• Problem details:
Can you output the rows below as a JSON list of strings, with one string per line and no blank lines?

### Given data ###

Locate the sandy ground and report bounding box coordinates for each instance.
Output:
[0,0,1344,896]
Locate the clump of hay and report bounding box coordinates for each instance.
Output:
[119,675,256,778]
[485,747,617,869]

###

• Response to this exercise:
[
  "Locate the sandy ground and report bounding box coordinates for each instance.",
  "Output:",
  "[0,0,1344,896]",
  "Locate the clump of hay and report bounding box coordinates for each instance.",
  "Output:",
  "[119,675,256,778]",
  "[485,747,617,869]"
]